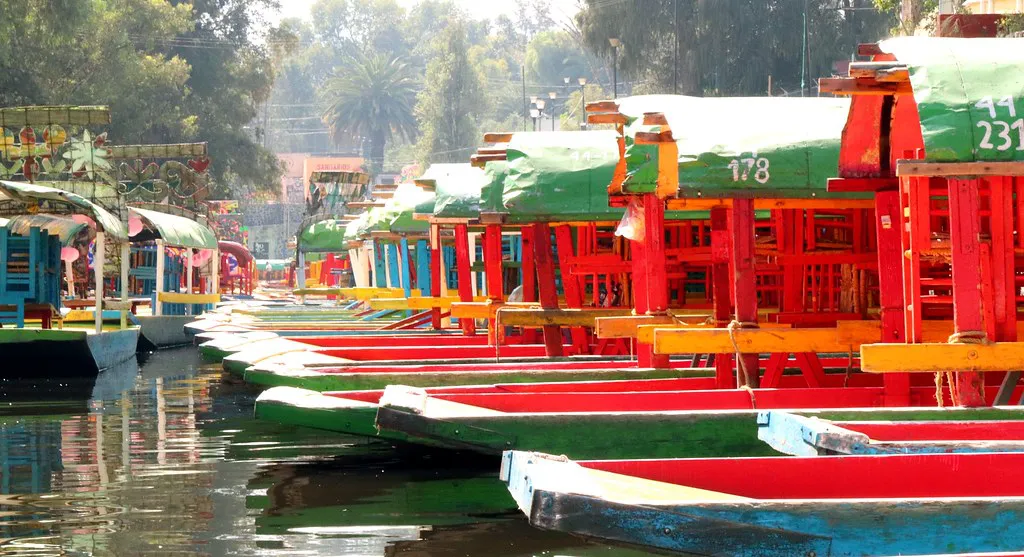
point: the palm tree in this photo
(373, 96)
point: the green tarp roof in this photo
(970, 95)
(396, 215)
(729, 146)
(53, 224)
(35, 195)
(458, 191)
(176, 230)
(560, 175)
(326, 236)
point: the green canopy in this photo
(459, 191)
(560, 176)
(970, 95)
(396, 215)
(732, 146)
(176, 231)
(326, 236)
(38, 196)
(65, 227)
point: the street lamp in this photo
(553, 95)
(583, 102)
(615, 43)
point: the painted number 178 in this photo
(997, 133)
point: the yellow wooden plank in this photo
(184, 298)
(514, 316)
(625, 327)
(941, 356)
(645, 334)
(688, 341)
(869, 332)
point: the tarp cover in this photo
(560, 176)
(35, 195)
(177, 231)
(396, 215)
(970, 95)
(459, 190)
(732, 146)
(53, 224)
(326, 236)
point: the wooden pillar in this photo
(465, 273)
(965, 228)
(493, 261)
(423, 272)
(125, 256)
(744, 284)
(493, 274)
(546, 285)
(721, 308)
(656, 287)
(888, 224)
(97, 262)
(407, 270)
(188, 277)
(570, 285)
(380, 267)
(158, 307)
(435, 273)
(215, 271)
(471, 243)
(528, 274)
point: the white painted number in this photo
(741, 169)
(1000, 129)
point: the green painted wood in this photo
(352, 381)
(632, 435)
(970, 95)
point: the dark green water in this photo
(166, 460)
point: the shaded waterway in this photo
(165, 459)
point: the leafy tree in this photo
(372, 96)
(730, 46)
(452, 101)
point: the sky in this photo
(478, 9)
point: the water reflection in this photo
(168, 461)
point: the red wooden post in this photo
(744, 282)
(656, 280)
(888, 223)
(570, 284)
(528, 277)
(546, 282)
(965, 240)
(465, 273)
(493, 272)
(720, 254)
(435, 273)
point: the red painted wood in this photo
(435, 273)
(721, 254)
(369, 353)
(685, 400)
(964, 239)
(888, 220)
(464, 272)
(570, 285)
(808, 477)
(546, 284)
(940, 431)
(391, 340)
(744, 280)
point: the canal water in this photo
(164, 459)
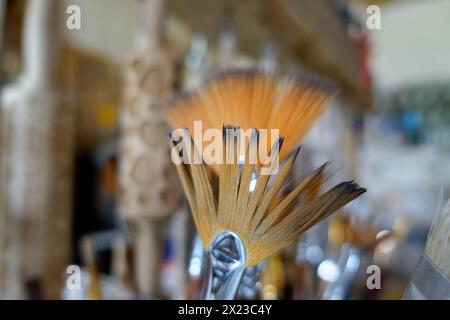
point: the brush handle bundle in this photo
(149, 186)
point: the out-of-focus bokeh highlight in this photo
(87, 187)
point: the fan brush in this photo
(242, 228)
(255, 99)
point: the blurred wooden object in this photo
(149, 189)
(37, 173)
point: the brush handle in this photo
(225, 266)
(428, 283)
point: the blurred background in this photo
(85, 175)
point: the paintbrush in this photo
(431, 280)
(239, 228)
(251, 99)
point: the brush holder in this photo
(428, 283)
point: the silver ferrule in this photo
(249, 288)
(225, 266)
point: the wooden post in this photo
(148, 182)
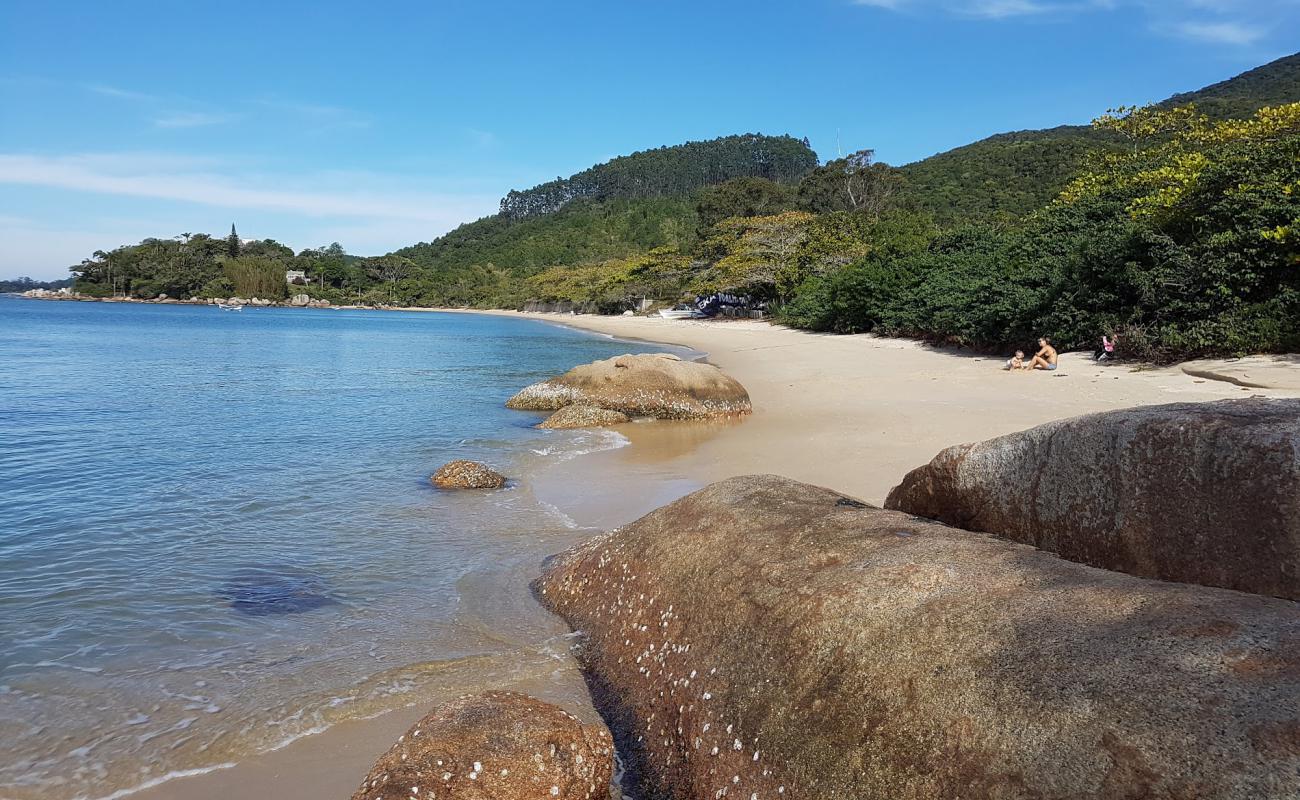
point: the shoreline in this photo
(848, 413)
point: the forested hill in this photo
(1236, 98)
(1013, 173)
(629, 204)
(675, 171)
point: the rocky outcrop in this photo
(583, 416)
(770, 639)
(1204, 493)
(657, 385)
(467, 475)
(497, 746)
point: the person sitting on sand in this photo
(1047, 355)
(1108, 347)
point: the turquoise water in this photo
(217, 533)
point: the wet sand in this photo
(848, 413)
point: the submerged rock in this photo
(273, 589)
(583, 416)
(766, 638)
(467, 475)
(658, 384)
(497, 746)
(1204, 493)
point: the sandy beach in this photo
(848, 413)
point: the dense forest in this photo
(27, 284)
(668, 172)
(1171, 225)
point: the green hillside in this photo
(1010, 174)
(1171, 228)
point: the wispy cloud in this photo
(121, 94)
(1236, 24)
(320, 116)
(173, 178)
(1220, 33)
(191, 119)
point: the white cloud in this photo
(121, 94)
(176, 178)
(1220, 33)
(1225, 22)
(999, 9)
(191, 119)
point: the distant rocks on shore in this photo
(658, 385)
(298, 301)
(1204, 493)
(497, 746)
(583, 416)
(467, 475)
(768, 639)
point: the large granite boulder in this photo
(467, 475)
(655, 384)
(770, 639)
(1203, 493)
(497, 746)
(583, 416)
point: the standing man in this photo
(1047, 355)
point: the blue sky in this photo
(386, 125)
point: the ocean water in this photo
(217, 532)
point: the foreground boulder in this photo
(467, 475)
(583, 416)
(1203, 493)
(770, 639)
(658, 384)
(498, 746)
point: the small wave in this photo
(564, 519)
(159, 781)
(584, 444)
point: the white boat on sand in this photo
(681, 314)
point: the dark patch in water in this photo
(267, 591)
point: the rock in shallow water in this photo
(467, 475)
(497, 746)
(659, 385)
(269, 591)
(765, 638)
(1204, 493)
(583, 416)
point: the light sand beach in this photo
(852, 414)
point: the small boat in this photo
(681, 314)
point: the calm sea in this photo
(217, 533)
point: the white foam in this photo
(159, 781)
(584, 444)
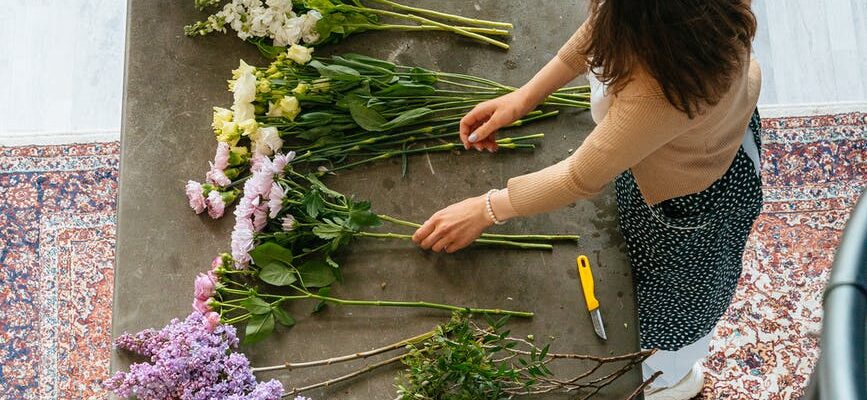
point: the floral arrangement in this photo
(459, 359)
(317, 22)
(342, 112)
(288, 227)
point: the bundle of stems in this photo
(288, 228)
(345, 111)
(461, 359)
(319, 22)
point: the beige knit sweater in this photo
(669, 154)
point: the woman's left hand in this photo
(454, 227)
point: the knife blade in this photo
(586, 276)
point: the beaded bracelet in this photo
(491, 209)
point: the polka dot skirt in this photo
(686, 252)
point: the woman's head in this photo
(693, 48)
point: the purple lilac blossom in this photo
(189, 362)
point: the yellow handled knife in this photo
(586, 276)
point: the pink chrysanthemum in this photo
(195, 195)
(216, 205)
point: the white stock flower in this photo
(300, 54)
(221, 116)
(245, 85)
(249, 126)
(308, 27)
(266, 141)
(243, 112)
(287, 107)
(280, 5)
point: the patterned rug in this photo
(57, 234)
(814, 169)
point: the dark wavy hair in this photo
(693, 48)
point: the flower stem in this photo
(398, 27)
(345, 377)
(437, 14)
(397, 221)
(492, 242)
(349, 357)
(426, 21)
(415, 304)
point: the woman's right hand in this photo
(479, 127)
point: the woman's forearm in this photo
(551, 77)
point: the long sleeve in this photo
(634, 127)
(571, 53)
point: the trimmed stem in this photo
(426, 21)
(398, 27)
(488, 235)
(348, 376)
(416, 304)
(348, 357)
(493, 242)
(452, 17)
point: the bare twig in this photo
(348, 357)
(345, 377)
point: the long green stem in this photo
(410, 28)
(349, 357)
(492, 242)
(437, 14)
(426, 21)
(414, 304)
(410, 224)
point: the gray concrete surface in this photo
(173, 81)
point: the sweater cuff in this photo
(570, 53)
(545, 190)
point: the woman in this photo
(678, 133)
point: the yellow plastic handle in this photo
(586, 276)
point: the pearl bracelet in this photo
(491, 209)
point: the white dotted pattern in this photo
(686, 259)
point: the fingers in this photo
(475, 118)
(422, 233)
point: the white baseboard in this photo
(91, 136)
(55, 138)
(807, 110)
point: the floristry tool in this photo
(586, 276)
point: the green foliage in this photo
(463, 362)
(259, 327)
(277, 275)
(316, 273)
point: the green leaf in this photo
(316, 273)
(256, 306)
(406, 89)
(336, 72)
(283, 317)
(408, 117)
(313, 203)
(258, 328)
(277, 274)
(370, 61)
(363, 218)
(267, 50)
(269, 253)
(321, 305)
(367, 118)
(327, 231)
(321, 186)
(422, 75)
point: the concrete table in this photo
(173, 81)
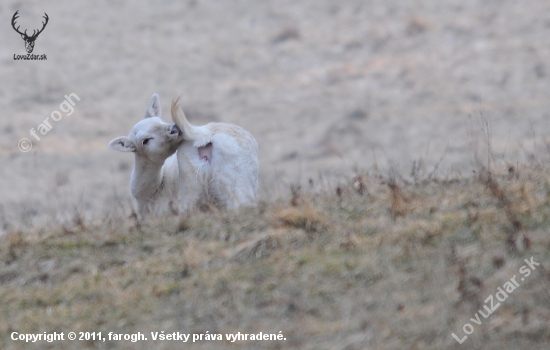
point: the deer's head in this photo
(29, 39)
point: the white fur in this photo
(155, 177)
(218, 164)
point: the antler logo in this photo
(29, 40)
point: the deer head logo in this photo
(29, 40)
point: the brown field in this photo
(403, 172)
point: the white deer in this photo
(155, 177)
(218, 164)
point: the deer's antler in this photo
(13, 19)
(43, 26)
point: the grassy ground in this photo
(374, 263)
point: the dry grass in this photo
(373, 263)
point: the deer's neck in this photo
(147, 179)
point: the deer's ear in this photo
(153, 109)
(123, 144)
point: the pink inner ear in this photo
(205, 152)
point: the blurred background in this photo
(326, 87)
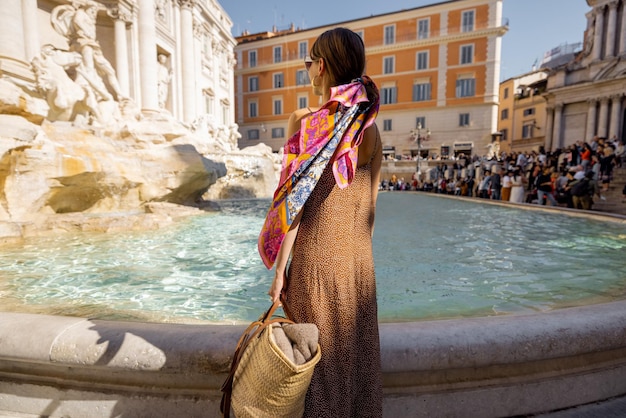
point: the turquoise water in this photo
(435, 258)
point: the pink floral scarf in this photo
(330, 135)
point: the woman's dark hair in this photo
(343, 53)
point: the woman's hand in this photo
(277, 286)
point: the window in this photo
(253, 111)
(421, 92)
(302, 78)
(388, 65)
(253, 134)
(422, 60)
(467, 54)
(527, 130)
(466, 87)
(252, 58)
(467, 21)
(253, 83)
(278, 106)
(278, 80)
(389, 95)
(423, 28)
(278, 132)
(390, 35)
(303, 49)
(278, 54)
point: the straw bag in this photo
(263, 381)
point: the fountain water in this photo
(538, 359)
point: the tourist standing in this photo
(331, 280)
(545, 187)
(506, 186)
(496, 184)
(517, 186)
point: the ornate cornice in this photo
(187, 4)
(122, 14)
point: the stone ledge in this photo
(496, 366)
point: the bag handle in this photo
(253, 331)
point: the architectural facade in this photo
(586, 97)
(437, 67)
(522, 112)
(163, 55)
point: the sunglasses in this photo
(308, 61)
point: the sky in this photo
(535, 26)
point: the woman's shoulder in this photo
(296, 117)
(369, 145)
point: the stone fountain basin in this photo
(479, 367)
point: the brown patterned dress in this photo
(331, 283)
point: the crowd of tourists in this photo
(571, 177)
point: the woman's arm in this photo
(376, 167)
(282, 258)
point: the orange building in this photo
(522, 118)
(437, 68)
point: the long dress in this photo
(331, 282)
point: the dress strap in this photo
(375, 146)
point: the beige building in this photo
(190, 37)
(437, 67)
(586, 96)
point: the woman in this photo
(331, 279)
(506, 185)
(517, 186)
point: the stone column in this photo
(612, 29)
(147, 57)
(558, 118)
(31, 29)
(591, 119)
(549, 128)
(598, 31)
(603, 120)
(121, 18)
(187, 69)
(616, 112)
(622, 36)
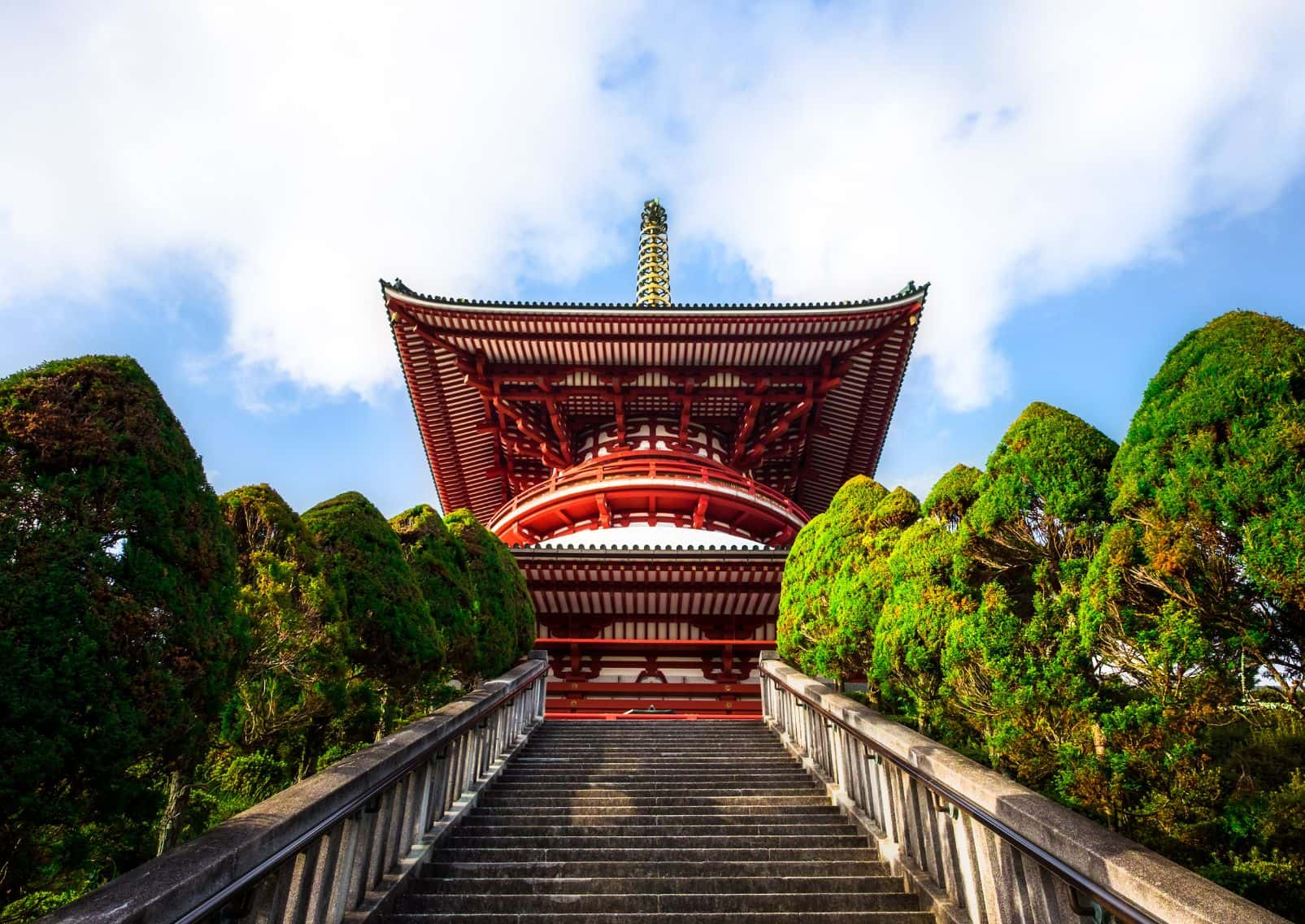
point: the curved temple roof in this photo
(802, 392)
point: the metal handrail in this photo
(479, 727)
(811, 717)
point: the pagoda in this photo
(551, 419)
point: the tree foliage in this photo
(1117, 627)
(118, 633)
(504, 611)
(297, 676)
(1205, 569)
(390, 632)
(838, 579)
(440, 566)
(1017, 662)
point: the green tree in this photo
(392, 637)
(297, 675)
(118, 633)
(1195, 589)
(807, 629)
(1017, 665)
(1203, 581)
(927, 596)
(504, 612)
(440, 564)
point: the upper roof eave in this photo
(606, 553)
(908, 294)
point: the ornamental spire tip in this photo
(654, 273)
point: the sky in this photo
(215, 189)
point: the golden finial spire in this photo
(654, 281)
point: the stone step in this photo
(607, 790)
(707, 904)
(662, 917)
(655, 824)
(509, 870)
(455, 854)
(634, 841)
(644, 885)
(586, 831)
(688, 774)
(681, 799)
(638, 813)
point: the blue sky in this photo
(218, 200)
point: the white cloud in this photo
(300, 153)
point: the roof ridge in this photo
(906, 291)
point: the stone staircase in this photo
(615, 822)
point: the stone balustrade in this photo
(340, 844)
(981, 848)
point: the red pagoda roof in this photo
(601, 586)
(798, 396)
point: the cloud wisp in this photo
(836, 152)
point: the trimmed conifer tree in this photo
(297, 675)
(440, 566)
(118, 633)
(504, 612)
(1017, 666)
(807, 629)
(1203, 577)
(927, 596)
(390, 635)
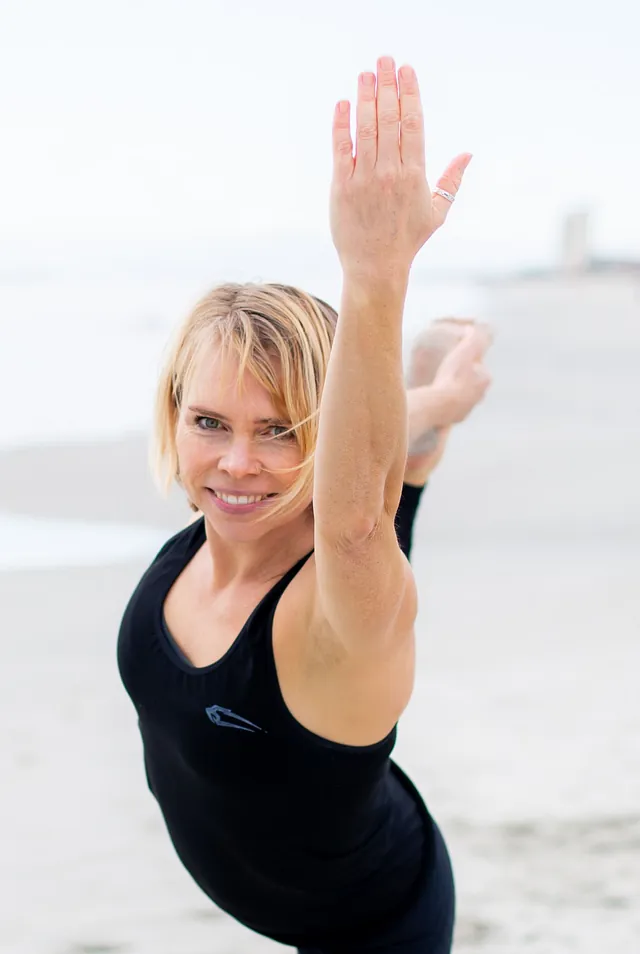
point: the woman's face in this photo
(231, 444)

--- --- ---

* _DIRECTION_:
Starting with the line containing "point: the trimmed conifer tree in this photo" and continuing through the end of the rows above, quote those lines word for word. Leave any pictures out of your answer.

* _OUTPUT_:
point: the trimmed conifer tree in this photo
(297, 675)
(440, 566)
(118, 633)
(504, 612)
(1017, 666)
(807, 629)
(1203, 577)
(927, 596)
(390, 635)
point: the woman's face in this photo
(231, 444)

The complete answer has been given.